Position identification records
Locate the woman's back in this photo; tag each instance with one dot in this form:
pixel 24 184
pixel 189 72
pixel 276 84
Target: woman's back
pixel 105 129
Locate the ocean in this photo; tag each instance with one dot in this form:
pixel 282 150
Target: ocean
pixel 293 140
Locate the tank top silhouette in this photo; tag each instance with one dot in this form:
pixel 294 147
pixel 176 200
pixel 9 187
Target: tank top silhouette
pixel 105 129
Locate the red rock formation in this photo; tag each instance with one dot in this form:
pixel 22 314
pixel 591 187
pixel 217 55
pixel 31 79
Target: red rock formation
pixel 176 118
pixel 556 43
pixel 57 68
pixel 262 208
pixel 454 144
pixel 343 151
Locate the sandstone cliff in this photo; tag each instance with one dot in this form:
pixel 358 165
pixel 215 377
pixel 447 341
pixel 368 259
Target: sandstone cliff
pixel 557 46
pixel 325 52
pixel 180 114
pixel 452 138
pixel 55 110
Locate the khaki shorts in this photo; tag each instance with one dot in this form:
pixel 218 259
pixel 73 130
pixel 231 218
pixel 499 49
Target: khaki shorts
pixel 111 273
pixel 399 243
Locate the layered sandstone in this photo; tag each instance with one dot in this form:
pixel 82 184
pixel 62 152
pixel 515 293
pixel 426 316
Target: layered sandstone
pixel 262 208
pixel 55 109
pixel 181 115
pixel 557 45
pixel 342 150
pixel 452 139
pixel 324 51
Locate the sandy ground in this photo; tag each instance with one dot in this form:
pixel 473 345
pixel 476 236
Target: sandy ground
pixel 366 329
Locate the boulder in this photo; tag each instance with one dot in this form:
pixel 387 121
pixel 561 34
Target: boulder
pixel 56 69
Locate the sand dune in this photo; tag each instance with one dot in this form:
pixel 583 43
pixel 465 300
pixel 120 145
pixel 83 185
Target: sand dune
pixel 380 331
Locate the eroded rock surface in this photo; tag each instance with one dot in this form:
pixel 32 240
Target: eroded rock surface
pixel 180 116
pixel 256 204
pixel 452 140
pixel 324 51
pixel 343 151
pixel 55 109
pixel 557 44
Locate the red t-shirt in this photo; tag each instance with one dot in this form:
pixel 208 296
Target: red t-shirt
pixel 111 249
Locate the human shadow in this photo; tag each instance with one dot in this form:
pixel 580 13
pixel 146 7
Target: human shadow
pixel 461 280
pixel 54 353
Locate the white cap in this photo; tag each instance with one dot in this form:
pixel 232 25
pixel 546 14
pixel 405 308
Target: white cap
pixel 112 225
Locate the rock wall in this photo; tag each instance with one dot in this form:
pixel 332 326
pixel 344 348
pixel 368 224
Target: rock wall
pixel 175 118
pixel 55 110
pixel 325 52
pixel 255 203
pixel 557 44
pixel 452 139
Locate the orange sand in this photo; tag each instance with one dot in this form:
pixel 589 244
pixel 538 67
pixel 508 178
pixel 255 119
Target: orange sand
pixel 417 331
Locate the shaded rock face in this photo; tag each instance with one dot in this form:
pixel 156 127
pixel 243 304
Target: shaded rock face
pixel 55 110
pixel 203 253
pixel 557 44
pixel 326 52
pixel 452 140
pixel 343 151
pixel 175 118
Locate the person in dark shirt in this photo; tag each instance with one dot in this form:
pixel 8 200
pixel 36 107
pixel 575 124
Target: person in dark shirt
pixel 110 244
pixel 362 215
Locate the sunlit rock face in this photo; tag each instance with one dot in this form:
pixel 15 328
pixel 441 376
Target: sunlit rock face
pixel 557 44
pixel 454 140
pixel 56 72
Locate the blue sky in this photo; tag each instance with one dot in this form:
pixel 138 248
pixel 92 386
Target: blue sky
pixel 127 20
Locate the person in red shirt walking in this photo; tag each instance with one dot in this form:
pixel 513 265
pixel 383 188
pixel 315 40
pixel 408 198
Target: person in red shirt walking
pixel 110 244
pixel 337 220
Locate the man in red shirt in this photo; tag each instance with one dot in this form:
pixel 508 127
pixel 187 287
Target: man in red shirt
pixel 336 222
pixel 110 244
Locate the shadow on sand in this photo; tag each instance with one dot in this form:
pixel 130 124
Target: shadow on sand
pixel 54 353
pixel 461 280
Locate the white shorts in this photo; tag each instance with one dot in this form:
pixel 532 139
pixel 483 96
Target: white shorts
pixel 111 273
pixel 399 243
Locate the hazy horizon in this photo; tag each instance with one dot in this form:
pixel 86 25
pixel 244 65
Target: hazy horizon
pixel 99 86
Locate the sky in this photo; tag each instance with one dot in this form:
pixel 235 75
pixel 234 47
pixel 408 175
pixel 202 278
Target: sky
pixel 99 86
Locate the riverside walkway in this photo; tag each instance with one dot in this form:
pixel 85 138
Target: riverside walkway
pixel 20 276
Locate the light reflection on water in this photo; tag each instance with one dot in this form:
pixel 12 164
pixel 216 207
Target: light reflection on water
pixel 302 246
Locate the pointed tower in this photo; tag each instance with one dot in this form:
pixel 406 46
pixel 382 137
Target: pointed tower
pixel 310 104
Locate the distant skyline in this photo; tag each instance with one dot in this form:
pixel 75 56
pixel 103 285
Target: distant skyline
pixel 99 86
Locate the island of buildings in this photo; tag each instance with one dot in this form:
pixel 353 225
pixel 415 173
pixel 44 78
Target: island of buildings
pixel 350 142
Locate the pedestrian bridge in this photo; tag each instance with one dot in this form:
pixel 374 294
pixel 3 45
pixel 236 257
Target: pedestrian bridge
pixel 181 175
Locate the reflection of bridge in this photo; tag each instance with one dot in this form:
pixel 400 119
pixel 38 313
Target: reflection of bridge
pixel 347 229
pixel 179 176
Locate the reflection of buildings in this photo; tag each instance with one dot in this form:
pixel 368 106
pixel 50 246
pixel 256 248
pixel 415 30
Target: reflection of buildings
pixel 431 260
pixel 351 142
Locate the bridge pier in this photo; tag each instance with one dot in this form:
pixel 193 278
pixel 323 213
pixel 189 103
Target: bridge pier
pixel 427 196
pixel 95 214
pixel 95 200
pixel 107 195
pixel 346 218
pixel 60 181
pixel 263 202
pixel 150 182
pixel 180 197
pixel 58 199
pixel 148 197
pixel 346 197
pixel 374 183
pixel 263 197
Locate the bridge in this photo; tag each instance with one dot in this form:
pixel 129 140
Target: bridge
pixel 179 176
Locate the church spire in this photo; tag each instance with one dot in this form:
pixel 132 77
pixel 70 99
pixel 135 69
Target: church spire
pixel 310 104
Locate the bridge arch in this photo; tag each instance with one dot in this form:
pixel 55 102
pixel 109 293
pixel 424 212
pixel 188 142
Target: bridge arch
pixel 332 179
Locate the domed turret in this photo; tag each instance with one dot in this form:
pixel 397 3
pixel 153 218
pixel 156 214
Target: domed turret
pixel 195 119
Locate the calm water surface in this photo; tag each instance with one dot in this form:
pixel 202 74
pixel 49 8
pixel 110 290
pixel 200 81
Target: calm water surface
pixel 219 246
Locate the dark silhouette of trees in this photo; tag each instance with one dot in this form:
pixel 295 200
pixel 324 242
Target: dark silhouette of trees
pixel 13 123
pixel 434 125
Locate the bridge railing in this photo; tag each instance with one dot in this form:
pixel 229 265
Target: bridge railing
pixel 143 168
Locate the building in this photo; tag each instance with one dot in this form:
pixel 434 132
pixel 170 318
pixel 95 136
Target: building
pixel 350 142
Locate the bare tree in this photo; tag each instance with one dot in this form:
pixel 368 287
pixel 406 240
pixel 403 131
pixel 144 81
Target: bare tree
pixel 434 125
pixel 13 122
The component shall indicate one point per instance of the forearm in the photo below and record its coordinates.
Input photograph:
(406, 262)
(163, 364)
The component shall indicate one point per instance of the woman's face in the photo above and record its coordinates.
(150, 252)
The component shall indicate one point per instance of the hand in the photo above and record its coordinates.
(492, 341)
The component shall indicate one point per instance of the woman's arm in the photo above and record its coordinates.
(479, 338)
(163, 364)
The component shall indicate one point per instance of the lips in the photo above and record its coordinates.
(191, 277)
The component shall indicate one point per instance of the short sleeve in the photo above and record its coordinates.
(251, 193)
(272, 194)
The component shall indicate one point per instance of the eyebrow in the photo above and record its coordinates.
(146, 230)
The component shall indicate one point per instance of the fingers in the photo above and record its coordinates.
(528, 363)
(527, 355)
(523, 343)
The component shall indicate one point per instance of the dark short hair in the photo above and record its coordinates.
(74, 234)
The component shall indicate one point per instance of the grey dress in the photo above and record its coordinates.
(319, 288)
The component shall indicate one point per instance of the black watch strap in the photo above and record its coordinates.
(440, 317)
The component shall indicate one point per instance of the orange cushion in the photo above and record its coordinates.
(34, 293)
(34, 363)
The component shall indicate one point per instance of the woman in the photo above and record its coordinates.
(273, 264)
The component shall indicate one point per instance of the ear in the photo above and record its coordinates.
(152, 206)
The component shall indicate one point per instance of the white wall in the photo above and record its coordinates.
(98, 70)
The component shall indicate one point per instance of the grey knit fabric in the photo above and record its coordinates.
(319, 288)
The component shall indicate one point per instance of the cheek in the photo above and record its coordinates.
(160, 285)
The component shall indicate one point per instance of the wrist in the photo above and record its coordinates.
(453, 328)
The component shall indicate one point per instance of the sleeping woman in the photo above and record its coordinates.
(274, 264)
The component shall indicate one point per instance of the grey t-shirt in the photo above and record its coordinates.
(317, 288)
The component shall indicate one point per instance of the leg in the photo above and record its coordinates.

### Goal
Can you give the lines of the listing again, starting with the line containing "Locate the riverside" and going on through the line containing "pixel 351 142", with "pedestrian bridge" swapped for "footbridge" and everything else left as it is?

### The solution
Locate the riverside walkway in this photo; tag each instance with one dot in this form:
pixel 85 138
Target: riverside walkway
pixel 20 276
Locate the light reflection on water in this photo; tag each instance with one dot in this form:
pixel 12 164
pixel 216 207
Target: light reflection on water
pixel 302 246
Locate the pointed tower in this photo; tag each instance with one dot in this form:
pixel 406 46
pixel 382 137
Target: pointed tower
pixel 310 104
Locate the distant skyline in this photo; tag each instance with one dot in this form:
pixel 75 56
pixel 103 285
Target: distant skyline
pixel 99 86
Locate the island of buildings in this photo; tag each instance with one dot in this form:
pixel 353 225
pixel 415 173
pixel 44 78
Target: island of buildings
pixel 350 142
Locate the footbridge in this photo; tag each instance with one dot in this form:
pixel 374 294
pixel 3 45
pixel 236 257
Target: footbridge
pixel 181 175
Locate the reflection of bridge in this photo; tag each instance with one dot in this form:
pixel 400 119
pixel 38 313
Target: reflection of bridge
pixel 347 229
pixel 179 176
Locate the reflection of buildings in this photo; tag each instance with one dot in this form:
pixel 368 106
pixel 50 246
pixel 256 248
pixel 415 30
Target: reflection of buildings
pixel 431 260
pixel 351 142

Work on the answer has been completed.